Consigne 1: Reproduisez à l'identique les entrées du jeu de données à partir de la ligne qui contient « Question. For every instance of the sea » et jusqu'à la fin de ces entrées, cette première ligne comprise.

Le Parquet de Paris a requis un non-lieu pour les neuf Rwandais soupçonnés d’être impliqués dans l’attentat du 6 avril 1994. Parmi eux se trouvent sept proches du gouvernement rwandais. Leur avocat, Bernard Magain salue “une étape très importante dans la reconnaissance de l’innocence” de ses clients.

Le Parquet a requis un non-lieu dans l’affaire, instruite depuis 1998, portant sur l’attentat commis le 6 avril 1994 contre l’avion de l’ex-président rwandais Juvénal Habyarimana. Dans ces réquisitions, datées du 10 octobre et signées du substitut du procureur Nicolas Renucci, le ministère public estime que les éléments contenus dans le dossier d’instruction sont insuffisants pour que les neuf Rwandais poursuivis dans cette affaire soient renvoyés devant une cour d’assises.

L’information a été confirmée à Jeune Afrique par l’avocat belge Bernard Maingain, qui défend sept Rwandais proches du gouvernement de Kigali. « C’est une étape supplémentaire et très importante vers la reconnaissance de l’innocence de nos clients », a-t-il réagi.

Ce tournant dans le dossier pourrait constituer une étape supplémentaire dans la réconciliation en cours entre Paris et Kigali. Cette affaire judiciaire empoisonne en effet les relations diplomatique entre les deux États depuis plus de vingt ans.

Consigne 2: Dans l'extrait sur l'attentat du 6 avril 1994, réécrivez le passage qui commence par « Ce tournant dans » et se poursuit jusqu'à « de vingt ans. », en substituant « revirement » à « tournant ».

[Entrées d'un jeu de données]
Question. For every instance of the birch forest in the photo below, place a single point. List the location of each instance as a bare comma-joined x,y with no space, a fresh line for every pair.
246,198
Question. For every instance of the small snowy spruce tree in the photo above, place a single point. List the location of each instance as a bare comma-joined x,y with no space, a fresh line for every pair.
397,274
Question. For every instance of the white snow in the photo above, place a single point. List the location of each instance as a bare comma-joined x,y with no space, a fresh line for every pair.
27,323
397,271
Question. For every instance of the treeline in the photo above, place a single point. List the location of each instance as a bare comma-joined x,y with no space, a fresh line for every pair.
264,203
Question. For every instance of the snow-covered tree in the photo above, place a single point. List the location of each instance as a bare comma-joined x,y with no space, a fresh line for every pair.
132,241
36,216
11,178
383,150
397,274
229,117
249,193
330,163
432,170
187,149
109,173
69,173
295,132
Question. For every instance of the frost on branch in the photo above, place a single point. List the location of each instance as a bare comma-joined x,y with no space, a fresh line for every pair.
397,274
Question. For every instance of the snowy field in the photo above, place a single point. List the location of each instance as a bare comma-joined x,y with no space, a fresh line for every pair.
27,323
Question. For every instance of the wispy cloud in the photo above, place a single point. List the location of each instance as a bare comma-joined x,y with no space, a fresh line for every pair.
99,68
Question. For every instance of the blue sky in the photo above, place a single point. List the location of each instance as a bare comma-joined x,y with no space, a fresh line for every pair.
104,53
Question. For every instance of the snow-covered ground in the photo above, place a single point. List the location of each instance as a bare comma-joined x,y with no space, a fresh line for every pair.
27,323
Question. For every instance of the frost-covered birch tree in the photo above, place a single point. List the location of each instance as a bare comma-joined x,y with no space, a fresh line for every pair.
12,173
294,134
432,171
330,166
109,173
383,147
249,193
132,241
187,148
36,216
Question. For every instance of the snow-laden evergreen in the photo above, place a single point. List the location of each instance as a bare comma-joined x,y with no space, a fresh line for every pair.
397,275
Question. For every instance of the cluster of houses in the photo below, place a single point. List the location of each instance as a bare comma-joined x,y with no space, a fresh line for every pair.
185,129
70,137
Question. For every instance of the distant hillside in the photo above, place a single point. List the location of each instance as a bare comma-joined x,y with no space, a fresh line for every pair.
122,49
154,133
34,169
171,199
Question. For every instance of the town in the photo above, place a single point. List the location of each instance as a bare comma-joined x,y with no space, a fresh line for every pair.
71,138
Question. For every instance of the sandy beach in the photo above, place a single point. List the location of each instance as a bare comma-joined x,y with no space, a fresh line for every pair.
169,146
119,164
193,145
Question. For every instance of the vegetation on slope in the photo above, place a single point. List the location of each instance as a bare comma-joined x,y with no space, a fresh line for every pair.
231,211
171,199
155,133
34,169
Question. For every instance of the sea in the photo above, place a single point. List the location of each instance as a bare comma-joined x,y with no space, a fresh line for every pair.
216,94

Réponse complète 1:
Question. For every instance of the sea in the photo above, place a single point. List the location of each instance as a bare comma-joined x,y with no space, a fresh line for every pair.
216,94

Réponse complète 2:
Ce revirement dans le dossier pourrait constituer une étape supplémentaire dans la réconciliation en cours entre Paris et Kigali. Cette affaire judiciaire empoisonne en effet les relations diplomatique entre les deux États depuis plus de vingt ans.